[WHAT THE EXERCISE ASKS]: All lines in the data that hold the word "object" need copying.

[DATASET CONTENT]:
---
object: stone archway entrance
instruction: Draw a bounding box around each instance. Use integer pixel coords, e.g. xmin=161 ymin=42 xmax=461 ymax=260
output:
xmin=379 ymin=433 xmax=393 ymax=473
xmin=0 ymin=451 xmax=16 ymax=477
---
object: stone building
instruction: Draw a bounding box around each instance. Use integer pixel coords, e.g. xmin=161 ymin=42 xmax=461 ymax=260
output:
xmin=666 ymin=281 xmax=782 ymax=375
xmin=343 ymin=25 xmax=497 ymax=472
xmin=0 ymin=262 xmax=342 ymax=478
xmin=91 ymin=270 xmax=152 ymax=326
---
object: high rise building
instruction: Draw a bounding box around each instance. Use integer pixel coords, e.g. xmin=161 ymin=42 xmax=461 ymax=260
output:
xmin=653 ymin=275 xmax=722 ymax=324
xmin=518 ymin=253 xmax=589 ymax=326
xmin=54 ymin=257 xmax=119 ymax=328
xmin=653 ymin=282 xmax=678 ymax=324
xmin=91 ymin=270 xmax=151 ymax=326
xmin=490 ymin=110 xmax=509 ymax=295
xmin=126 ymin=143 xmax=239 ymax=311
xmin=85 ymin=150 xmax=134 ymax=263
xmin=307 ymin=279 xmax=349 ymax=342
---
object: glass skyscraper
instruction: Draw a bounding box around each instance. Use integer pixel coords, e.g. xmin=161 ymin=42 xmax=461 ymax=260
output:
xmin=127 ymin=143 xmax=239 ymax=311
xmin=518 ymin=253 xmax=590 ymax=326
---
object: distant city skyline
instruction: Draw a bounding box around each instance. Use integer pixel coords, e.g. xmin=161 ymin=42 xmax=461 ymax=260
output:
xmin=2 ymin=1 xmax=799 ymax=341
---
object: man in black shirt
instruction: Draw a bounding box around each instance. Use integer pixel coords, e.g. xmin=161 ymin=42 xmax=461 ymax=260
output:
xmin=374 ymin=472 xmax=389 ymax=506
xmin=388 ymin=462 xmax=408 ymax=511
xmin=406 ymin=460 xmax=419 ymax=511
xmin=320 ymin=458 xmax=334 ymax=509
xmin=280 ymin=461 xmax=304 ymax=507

[ANSWER AREA]:
object: stone archway entrance
object: stone building
object: high rise building
object: glass skyscraper
object: distant city skyline
object: man in black shirt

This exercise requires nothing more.